─── Data for this task ───

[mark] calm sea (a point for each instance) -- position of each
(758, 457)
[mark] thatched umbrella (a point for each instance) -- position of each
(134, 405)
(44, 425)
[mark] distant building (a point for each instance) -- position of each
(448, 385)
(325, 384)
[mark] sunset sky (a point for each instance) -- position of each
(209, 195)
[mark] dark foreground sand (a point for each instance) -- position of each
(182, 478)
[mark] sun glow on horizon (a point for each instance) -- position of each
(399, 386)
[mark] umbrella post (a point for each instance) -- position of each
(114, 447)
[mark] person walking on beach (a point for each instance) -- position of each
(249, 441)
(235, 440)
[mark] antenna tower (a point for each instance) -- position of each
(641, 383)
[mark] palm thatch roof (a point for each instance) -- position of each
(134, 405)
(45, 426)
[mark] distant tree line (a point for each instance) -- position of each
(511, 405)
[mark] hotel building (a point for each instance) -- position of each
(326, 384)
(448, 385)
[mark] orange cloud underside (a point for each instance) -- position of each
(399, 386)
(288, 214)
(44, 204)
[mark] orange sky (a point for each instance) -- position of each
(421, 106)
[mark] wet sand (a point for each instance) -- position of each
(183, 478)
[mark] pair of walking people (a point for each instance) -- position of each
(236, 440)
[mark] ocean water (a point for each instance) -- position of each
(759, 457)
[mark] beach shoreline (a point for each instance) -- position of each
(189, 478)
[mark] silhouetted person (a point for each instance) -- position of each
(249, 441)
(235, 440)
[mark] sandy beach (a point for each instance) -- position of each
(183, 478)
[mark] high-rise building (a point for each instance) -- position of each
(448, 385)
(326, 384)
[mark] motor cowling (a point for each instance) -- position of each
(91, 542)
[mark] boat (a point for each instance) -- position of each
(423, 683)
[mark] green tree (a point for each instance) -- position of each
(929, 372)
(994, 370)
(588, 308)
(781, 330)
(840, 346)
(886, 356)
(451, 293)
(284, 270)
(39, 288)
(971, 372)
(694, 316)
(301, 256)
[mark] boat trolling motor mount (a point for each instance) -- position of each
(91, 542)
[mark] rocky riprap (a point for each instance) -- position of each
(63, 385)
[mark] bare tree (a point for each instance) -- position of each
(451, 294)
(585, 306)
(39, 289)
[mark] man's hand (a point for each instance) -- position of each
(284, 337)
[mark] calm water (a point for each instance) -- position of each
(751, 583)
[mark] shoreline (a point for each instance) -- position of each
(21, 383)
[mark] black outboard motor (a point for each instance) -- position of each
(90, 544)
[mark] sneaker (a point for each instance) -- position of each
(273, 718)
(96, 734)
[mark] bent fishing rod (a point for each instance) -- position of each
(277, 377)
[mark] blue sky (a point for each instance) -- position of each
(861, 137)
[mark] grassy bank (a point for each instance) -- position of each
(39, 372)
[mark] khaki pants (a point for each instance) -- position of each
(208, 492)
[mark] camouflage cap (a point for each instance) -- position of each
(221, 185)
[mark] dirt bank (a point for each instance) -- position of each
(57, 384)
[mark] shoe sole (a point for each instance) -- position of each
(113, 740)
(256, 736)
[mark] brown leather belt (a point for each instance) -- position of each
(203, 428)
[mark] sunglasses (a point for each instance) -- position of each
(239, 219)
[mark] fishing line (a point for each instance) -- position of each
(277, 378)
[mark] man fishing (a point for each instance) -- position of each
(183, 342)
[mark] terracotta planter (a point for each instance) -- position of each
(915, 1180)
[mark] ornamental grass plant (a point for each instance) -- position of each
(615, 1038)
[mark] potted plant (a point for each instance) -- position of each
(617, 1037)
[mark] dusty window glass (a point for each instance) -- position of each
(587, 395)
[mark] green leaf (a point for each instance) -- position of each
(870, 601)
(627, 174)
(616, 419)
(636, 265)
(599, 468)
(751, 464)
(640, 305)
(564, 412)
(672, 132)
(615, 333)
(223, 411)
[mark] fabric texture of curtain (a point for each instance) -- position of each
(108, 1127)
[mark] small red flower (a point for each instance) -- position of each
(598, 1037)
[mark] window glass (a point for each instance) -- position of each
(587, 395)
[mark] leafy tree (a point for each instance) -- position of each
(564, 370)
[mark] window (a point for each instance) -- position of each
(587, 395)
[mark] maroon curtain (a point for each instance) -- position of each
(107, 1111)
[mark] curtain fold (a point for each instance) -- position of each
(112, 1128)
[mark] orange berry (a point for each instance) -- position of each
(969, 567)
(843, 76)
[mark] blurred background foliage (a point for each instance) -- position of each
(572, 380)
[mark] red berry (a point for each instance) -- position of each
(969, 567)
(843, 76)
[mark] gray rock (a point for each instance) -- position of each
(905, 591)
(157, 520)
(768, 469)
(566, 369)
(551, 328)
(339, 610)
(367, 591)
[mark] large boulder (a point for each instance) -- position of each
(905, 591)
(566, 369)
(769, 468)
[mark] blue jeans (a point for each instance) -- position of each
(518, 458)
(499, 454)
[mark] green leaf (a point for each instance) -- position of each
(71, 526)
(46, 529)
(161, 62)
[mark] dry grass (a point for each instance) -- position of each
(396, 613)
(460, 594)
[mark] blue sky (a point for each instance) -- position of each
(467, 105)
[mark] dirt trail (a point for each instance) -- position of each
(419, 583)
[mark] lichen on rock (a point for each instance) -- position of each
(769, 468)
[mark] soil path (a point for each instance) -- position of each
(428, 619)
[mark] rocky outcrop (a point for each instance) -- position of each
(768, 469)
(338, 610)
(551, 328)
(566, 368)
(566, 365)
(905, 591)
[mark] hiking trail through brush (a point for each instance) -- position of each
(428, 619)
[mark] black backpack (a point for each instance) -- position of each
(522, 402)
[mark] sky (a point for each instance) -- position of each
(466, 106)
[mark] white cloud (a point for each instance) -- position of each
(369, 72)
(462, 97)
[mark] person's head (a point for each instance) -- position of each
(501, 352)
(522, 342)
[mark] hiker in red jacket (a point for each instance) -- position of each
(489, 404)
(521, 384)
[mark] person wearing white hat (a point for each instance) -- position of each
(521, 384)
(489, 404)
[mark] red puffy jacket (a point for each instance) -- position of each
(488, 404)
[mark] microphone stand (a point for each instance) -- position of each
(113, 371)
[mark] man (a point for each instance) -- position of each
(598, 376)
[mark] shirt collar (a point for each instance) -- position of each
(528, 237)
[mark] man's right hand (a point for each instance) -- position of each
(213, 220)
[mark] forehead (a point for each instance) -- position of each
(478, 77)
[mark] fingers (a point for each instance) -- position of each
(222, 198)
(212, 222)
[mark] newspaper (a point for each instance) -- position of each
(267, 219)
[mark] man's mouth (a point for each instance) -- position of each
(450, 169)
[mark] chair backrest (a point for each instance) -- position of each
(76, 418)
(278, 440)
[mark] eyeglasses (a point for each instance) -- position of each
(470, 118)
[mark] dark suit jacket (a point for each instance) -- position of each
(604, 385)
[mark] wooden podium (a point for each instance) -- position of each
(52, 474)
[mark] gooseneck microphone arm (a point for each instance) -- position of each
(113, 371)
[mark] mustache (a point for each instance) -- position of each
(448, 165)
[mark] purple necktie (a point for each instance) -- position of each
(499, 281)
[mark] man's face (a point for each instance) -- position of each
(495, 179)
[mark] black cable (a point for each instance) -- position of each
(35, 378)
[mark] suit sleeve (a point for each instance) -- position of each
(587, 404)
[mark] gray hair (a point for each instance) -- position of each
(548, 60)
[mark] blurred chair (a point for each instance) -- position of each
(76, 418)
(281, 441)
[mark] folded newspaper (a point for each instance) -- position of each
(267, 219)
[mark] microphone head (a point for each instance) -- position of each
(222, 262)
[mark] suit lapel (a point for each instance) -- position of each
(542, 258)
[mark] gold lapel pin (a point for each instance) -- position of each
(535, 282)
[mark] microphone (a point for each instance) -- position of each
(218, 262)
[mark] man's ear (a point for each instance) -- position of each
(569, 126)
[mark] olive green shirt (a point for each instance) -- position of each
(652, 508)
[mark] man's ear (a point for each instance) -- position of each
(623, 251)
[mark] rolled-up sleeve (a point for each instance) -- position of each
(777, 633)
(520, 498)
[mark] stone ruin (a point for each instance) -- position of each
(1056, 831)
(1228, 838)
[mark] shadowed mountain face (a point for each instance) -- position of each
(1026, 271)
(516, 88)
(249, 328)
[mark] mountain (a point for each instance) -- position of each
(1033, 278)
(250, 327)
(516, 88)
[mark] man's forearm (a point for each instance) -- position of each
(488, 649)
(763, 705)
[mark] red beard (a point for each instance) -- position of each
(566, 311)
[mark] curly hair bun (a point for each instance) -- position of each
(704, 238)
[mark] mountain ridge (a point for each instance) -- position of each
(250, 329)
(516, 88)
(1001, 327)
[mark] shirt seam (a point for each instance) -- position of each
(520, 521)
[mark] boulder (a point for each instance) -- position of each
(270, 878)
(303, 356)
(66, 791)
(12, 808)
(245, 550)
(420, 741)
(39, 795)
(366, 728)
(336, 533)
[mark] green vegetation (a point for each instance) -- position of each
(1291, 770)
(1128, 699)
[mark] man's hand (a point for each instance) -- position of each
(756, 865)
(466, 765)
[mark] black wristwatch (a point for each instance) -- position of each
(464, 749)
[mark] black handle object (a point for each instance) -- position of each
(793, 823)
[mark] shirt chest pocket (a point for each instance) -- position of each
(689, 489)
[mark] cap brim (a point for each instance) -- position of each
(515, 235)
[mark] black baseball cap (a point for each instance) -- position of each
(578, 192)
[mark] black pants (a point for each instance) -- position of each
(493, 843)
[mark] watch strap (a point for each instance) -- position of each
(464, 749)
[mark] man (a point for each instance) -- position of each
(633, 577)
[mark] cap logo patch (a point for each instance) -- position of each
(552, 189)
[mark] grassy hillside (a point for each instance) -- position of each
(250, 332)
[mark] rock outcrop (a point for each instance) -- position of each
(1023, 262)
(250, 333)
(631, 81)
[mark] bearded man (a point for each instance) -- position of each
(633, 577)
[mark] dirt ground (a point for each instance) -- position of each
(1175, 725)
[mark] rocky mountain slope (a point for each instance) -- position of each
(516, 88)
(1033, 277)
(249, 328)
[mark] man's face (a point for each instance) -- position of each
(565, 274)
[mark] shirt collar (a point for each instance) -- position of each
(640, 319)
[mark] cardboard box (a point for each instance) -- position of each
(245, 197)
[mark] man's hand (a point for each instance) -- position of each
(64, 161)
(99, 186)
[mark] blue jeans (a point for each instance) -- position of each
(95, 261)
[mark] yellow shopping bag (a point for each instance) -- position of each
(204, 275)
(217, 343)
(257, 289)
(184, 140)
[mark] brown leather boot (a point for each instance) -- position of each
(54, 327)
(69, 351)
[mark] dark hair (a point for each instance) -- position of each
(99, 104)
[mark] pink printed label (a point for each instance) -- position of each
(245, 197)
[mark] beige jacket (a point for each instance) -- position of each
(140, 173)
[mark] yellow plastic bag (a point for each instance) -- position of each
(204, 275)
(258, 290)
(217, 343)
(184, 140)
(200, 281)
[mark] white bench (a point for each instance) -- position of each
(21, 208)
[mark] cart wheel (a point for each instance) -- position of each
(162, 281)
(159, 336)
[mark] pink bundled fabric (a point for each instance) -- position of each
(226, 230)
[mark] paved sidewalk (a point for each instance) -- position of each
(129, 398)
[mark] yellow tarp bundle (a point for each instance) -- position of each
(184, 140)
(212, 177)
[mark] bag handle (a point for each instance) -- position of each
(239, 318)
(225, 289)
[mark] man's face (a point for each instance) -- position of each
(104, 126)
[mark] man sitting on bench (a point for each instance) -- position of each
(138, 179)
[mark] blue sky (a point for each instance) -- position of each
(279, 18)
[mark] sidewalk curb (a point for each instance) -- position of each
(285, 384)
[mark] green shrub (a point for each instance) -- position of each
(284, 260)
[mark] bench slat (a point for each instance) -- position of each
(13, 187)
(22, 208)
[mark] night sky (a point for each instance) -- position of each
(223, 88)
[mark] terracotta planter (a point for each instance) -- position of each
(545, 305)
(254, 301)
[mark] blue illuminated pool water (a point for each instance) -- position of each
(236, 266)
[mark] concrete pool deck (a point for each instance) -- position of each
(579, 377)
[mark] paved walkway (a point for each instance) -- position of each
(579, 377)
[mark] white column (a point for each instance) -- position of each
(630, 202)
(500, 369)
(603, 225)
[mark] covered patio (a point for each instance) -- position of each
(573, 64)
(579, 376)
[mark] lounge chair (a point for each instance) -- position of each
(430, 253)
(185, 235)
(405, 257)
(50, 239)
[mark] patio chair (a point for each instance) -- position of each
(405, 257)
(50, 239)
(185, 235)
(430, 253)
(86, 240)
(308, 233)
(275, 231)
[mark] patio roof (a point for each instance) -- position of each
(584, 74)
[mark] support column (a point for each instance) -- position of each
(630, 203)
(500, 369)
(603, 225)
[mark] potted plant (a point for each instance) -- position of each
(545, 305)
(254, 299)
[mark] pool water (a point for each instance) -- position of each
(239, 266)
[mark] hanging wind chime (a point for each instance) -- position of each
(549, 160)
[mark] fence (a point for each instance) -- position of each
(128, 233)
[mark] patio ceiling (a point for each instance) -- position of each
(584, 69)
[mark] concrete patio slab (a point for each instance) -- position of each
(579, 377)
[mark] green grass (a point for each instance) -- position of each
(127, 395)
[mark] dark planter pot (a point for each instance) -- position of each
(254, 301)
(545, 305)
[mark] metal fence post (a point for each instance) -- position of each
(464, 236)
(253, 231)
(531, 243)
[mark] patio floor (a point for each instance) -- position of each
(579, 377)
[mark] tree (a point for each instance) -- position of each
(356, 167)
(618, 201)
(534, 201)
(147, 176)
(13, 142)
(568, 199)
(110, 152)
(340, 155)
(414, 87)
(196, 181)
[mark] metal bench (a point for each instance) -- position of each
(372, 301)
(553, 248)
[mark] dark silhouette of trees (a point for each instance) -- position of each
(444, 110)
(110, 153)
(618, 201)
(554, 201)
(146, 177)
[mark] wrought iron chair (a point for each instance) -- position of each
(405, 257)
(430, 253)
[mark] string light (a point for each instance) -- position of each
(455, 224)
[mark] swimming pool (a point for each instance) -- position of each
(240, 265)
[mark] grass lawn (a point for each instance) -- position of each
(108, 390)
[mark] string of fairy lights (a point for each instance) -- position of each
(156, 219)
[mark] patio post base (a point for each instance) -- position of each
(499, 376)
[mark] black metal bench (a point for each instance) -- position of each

───

**Aim of the task:** Answer with the exact lines running from the one that contains "[mark] patio post" through the last line of the data. Include no other line.

**Reply to the exercise:**
[mark] patio post base (a point for each instance) -- position of each
(499, 376)
[mark] black metal bench (a point for each instance) -- position of each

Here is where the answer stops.